The problem: Rewrite the listing below, starting at the line containing "The response MUST carry one point per instance of the white" and ending at the last line of the listing, shifting every answer coordinate up by 61 and reproducing all other lines unchanged.

Extracted entries:
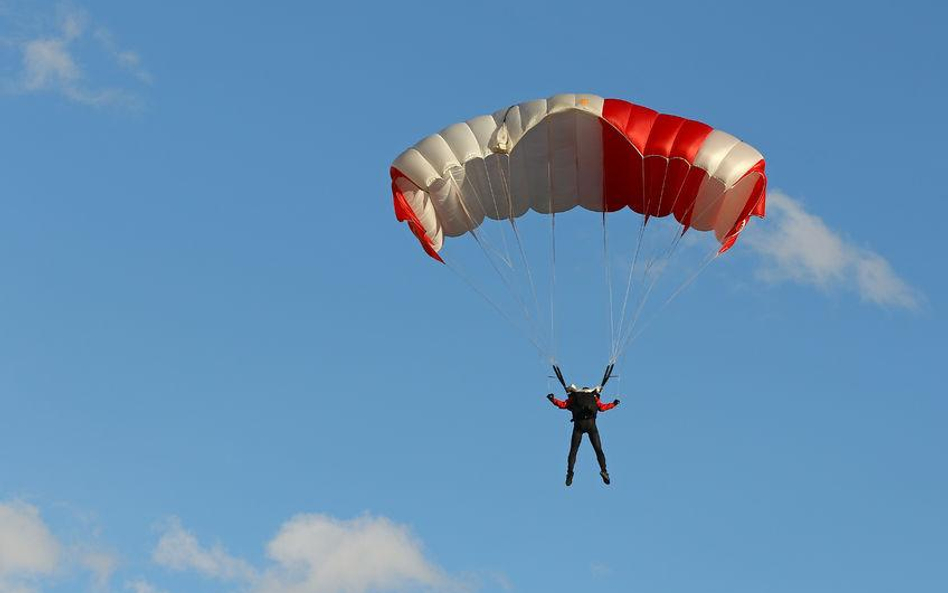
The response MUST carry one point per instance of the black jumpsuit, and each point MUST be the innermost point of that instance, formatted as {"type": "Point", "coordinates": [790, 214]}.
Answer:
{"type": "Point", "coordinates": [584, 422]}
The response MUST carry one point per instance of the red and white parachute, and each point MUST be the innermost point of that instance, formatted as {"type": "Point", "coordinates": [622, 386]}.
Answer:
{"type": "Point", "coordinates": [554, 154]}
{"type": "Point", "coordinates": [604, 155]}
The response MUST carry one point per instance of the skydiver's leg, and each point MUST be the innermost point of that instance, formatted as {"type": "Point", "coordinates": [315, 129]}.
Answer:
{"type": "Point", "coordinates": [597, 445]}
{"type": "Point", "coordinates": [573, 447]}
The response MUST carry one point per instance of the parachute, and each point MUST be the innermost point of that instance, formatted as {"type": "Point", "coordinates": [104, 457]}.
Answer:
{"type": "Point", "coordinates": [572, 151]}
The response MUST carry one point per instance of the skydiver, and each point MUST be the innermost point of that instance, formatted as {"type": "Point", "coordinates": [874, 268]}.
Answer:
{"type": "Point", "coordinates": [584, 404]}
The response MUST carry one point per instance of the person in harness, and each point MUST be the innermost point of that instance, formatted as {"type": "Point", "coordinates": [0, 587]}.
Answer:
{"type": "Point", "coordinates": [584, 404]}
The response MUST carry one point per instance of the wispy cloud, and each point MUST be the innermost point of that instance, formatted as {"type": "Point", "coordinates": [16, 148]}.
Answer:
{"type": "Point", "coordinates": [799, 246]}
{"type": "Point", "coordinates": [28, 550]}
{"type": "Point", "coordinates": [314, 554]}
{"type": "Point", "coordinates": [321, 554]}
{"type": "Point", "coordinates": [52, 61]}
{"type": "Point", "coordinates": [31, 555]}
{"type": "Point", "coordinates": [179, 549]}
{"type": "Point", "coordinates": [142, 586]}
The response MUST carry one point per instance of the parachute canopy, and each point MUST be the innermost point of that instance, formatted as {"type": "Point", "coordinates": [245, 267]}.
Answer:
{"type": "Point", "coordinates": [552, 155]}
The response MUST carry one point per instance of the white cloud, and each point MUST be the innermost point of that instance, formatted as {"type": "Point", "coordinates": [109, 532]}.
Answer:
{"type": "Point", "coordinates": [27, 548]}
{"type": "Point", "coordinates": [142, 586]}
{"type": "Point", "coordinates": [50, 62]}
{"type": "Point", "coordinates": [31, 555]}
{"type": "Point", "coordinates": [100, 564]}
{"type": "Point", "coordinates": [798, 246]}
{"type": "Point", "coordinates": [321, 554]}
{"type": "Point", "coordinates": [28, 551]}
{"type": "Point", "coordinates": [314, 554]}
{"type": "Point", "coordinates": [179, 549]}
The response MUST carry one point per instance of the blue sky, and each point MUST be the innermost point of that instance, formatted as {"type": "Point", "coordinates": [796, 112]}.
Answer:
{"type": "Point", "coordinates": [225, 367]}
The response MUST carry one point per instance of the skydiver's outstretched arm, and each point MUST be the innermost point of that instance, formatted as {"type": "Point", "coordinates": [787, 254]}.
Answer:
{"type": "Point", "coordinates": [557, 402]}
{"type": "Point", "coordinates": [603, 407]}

Reply to the exercise:
The response MUST carry one point per instance of the white cloud, and each point MUST be the innermost point of that instance, formatted as {"type": "Point", "coordinates": [109, 532]}.
Answer:
{"type": "Point", "coordinates": [88, 609]}
{"type": "Point", "coordinates": [203, 647]}
{"type": "Point", "coordinates": [111, 123]}
{"type": "Point", "coordinates": [92, 616]}
{"type": "Point", "coordinates": [161, 625]}
{"type": "Point", "coordinates": [859, 307]}
{"type": "Point", "coordinates": [382, 615]}
{"type": "Point", "coordinates": [89, 612]}
{"type": "Point", "coordinates": [375, 615]}
{"type": "Point", "coordinates": [240, 610]}
The response MUST carry one point per instance of the blue sky, and each point MUST be the innermost point of that instance, formatted as {"type": "Point", "coordinates": [796, 112]}.
Answer:
{"type": "Point", "coordinates": [286, 428]}
The response MUST carry one point per instance of the skydiver's outstretched arm, and each point MUST be the innermost point of that instance, formatted as {"type": "Point", "coordinates": [787, 254]}.
Answer:
{"type": "Point", "coordinates": [618, 463]}
{"type": "Point", "coordinates": [664, 468]}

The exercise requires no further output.